Find each line in the records below that contains the string "ceiling", and copy those lines.

(A run of records)
— START —

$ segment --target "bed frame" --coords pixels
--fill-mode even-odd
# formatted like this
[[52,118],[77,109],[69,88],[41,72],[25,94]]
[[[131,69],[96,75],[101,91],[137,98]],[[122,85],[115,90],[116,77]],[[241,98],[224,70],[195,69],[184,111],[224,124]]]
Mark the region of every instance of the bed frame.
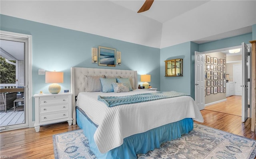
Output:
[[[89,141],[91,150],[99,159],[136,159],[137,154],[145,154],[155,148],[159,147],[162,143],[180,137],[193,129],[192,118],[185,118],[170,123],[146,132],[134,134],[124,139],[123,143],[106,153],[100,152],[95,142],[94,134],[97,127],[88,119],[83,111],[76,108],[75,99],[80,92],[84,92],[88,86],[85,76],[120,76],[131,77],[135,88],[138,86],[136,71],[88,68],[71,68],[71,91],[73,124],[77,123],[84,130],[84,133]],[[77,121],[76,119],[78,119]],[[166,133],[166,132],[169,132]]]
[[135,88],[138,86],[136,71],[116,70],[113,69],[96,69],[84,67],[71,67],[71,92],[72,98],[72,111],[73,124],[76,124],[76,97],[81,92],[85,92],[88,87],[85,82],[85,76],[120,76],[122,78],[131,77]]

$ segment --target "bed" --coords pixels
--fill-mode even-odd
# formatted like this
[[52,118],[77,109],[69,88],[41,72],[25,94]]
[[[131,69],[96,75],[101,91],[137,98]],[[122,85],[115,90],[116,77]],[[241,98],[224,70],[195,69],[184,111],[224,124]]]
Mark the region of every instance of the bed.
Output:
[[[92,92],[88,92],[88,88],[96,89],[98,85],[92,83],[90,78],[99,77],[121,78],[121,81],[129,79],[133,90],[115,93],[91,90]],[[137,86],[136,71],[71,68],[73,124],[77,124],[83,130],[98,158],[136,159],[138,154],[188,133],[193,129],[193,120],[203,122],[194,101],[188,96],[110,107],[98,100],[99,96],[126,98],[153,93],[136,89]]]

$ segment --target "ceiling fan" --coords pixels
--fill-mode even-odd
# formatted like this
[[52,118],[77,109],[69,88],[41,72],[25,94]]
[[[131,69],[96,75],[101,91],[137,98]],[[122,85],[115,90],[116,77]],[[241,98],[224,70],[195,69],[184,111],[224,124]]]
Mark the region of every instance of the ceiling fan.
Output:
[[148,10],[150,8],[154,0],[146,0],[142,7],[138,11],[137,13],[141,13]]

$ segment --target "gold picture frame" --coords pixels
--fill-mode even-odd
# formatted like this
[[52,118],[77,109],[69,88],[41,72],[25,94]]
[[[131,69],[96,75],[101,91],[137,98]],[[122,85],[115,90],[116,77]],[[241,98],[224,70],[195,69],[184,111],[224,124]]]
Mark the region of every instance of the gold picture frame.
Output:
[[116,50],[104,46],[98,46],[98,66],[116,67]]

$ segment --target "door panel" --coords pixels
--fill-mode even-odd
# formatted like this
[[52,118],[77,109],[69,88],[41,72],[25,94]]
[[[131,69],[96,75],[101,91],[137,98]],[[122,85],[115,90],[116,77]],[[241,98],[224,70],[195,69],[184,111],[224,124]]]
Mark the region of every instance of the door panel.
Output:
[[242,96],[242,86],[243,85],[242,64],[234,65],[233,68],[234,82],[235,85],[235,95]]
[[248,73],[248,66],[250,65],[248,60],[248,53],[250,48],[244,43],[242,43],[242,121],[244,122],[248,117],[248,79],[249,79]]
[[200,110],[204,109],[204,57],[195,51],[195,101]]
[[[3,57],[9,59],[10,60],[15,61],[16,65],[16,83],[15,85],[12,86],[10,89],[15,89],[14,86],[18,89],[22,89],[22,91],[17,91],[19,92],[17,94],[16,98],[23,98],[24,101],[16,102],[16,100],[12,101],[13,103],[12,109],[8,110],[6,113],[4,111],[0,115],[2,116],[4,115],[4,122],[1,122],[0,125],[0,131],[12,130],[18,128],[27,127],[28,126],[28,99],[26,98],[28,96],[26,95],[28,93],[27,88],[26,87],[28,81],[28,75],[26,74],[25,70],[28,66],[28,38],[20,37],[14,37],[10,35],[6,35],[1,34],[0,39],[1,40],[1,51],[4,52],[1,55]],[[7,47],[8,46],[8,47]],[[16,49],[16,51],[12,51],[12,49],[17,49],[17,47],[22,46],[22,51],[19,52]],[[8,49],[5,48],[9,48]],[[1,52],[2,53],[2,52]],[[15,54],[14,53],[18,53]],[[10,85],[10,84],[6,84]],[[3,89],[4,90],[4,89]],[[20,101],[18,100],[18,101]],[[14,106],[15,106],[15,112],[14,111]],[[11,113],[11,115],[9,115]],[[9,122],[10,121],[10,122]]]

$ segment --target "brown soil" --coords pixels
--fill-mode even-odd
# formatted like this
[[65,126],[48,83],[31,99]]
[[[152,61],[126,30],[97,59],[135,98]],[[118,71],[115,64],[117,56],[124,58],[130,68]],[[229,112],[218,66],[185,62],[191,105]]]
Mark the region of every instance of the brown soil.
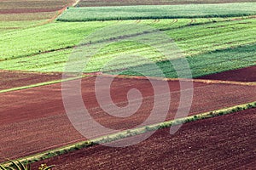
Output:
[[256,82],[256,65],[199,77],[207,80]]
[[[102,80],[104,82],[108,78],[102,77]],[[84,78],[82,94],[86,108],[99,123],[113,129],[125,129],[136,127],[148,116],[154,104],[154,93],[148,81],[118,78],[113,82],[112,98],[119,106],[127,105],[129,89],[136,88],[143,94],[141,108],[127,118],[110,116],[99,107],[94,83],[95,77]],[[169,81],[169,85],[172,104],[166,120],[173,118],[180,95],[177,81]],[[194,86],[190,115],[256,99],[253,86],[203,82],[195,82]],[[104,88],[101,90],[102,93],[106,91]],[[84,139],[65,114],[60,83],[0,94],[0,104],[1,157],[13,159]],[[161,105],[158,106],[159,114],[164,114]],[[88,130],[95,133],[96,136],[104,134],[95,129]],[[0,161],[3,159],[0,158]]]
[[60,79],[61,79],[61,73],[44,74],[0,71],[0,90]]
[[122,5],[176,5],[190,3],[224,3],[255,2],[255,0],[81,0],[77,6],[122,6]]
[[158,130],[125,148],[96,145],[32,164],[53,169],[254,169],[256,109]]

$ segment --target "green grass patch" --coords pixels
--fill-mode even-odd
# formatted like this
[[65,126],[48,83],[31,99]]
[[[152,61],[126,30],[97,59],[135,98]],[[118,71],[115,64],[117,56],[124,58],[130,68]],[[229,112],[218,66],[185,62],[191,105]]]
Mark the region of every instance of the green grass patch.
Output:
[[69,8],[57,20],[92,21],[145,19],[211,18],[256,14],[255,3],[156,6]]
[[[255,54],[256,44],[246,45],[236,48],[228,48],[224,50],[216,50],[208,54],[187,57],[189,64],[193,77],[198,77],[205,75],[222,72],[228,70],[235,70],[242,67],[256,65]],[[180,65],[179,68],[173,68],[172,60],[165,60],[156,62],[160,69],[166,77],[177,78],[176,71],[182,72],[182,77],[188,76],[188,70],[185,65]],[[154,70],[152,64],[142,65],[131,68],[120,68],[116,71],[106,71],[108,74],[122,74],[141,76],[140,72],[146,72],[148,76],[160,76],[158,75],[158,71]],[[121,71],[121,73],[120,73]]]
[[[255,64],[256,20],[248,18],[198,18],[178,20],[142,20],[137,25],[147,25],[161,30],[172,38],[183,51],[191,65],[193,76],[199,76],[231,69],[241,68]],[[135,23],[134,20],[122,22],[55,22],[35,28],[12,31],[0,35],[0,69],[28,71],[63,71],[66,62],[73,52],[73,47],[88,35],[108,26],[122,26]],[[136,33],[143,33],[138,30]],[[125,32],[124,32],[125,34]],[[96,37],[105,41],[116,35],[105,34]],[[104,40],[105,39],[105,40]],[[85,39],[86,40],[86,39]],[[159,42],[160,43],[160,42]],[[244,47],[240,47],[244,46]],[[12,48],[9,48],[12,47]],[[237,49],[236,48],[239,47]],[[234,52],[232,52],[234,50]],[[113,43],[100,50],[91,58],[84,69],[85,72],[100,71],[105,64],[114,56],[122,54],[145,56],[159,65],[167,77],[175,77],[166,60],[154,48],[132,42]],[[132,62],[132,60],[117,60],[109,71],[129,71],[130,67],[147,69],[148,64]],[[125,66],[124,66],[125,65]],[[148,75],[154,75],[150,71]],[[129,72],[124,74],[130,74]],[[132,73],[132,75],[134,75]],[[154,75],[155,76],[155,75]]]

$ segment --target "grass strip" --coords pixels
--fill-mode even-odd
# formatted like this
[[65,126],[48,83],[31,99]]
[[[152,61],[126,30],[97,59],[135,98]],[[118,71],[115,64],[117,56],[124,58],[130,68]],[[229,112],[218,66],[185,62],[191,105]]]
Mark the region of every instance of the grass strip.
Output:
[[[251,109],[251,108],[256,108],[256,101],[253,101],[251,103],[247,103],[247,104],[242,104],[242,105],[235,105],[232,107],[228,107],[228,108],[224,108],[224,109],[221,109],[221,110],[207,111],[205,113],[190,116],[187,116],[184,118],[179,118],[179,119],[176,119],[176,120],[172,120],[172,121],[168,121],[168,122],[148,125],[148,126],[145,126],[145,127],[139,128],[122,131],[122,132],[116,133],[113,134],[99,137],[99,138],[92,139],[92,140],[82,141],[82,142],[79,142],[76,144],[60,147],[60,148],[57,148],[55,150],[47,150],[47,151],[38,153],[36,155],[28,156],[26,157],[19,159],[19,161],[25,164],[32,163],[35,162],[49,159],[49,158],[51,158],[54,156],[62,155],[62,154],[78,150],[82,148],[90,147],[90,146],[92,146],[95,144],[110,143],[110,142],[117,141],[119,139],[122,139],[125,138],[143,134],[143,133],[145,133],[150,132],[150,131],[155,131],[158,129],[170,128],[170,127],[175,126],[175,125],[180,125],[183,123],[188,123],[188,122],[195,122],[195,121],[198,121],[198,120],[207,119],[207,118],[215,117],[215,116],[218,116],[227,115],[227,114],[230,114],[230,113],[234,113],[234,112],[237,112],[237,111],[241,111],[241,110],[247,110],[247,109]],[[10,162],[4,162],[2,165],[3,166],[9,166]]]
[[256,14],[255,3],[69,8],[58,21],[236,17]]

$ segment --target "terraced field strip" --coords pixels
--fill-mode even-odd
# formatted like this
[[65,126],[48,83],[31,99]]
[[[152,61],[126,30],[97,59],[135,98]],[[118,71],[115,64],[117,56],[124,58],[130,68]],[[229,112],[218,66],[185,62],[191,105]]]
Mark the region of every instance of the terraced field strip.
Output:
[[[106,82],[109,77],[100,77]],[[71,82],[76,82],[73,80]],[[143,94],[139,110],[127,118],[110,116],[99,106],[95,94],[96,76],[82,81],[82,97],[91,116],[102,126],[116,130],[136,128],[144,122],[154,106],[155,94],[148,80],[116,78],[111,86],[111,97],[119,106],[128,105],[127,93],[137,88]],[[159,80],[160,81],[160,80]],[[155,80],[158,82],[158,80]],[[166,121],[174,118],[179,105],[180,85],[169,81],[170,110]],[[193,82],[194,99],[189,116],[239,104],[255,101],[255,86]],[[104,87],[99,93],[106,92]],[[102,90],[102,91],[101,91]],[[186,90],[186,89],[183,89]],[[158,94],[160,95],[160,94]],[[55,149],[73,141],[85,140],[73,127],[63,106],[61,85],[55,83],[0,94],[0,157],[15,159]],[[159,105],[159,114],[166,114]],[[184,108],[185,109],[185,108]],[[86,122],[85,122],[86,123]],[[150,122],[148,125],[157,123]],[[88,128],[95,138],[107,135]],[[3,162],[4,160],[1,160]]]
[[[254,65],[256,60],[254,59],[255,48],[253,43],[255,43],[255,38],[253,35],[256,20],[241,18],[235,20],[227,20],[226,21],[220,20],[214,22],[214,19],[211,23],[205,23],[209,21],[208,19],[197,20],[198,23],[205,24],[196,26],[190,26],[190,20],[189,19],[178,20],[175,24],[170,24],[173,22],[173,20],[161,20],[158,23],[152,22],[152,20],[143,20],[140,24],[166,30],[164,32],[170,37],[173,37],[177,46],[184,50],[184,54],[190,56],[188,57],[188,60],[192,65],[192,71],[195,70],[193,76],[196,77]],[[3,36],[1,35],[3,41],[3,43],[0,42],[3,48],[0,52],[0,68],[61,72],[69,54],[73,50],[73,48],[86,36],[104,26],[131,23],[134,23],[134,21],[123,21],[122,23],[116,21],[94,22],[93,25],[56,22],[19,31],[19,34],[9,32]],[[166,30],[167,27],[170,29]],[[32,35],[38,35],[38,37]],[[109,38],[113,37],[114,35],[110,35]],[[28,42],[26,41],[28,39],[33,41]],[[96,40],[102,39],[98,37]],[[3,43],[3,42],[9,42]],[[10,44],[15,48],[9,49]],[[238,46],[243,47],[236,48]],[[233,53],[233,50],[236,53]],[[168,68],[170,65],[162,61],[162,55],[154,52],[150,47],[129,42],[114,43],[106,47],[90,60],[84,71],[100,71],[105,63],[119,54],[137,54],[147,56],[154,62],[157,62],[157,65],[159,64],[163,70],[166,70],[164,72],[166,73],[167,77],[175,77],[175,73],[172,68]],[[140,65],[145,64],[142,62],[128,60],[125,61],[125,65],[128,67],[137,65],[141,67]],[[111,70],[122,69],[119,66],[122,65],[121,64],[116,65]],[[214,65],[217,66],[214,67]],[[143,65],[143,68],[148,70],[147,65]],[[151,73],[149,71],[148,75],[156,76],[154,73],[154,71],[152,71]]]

— END —

**Output of the task**
$ segment --target "ceiling fan" --coords pixels
Mark the region of every instance of the ceiling fan.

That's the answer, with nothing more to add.